··· Working data ···
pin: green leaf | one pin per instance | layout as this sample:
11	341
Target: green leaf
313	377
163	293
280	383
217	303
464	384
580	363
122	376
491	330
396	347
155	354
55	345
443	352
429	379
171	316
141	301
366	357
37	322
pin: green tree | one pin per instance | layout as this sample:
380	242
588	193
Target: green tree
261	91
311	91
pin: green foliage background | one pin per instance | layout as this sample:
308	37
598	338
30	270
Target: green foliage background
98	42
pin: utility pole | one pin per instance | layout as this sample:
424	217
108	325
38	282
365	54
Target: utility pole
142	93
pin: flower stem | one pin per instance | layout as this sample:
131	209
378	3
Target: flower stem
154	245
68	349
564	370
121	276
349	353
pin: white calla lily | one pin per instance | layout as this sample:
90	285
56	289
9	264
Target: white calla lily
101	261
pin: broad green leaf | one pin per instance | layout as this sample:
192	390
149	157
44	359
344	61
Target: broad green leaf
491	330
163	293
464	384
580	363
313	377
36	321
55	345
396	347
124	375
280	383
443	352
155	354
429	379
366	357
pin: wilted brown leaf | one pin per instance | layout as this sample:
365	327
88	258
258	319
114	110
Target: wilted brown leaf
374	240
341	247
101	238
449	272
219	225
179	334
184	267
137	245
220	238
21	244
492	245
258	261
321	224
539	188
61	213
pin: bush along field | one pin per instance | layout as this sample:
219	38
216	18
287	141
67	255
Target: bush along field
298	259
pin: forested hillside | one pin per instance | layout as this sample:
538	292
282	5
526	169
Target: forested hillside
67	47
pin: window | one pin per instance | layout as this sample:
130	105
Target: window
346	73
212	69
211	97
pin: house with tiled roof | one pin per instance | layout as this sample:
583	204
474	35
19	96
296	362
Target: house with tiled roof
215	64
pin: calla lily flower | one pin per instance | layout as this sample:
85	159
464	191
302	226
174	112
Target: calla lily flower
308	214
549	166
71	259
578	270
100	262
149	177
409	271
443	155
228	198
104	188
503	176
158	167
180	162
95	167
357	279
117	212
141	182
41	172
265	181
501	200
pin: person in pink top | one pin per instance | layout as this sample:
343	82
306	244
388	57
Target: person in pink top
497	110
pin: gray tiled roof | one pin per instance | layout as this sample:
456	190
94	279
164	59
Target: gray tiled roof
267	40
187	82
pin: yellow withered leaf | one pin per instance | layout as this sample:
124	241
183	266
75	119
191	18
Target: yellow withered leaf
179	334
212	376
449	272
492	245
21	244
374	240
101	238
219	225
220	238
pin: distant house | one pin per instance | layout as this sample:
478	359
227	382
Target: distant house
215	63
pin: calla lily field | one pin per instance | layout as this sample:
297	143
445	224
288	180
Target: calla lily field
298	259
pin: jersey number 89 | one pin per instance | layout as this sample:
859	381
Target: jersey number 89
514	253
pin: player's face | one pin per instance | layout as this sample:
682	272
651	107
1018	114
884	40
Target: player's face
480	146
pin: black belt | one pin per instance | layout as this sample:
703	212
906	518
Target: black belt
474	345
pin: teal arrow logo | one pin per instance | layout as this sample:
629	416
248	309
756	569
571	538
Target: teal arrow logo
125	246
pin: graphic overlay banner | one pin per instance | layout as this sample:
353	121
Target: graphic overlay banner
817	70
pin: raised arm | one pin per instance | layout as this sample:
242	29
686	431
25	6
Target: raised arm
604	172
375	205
···
_Exercise:_
Nothing in the material may be left out; write it all out verbatim.

_Exercise result:_
pin: green leaf | one pin per instance | layout as this sample:
11	341
Target: green leaf
313	377
163	293
280	383
217	303
464	384
580	363
122	376
491	330
396	347
155	354
55	345
443	352
429	379
171	316
141	301
366	357
37	322
pin: green tree | one pin per instance | layout as this sample:
380	242
588	193
Target: green tree
261	91
311	91
pin: green foliage background | one pin per instance | layout as this sample:
308	37
598	338
30	270
Target: green foliage background
98	42
pin: utility pole | one pin per instance | layout as this sample:
424	217
108	325
38	282
365	54
Target: utility pole
142	93
pin: flower stem | one pin per instance | layout as this sample:
131	209
378	3
Target: flower stem
154	245
68	349
564	370
121	276
349	353
pin: white calla lily | one pin per instance | layout as this sample:
90	285
56	289
9	264
Target: white calla lily
101	261
pin: broad green leaf | one pin per instance | layout as this sample:
192	390
149	157
44	359
344	61
Target: broad green leaf
491	330
163	293
464	384
580	363
313	377
36	321
55	345
396	347
124	375
280	383
443	352
155	354
429	379
366	357
pin: wilted brown leaf | one pin per instance | layout as this sample:
365	327
88	258
258	319
114	110
Target: wilted brown leaf
374	240
341	247
101	238
449	272
219	225
179	334
184	267
137	245
220	238
21	244
492	245
258	261
321	224
539	188
61	213
pin: bush along field | one pin per instance | layout as this sample:
219	38
216	18
287	141
67	255
Target: bush along field
298	259
pin: forested hillside | one pin per instance | layout as this sample:
538	292
282	5
526	169
Target: forested hillside
67	47
pin: window | one pin per instance | layout as this sample:
130	105
Target: window
346	73
212	69
211	97
pin: house with tiled roof | one pin per instance | layout as this sample:
583	204
474	35
19	96
296	362
Target: house with tiled roof
215	64
pin: calla lily flower | one pin per instance | layout as this sample:
85	159
464	191
302	226
174	112
Target: calla lily flower
308	214
549	166
71	259
578	270
100	262
149	177
409	271
443	155
228	198
104	188
503	176
158	167
180	162
95	167
357	279
117	212
141	182
41	172
265	181
501	200
pin: person in pink top | one pin per instance | layout as this sample:
343	82
306	244
388	57
Target: person in pink top
497	110
pin: gray tiled roof | one pin per instance | layout as this sample:
456	190
94	279
164	59
Target: gray tiled roof
267	40
187	82
pin: yellow withered leaf | one pin per instance | layout as this sample:
124	241
183	266
75	119
191	18
Target: yellow withered leaf
179	334
212	376
449	272
492	245
21	244
374	240
101	238
219	225
220	238
pin: distant house | one pin per instance | layout as this sample:
478	359
227	382
Target: distant house
215	63
pin: calla lily field | one pin per instance | layout as this sample:
297	143
445	224
288	180
Target: calla lily field
298	259
pin: jersey number 89 | one pin per instance | layout as this sample:
859	381
Target: jersey number 89
514	253
pin: player's face | one pin per instance | layout as this sample:
682	272
651	107
1018	114
884	40
Target: player's face
480	146
pin: black belt | one pin per instance | layout as this sample:
703	212
906	518
Target: black belt
474	345
pin: teal arrow logo | one pin per instance | layout as this sample:
629	416
248	309
756	569
571	538
Target: teal arrow logo
125	246
pin: graphic overlay banner | one pin per instance | layout as this sample:
353	121
Target: graphic overlay banner
817	70
pin: raised arm | one pin per instance | layout as this sample:
242	29
686	431
25	6
Target: raised arm
604	172
375	205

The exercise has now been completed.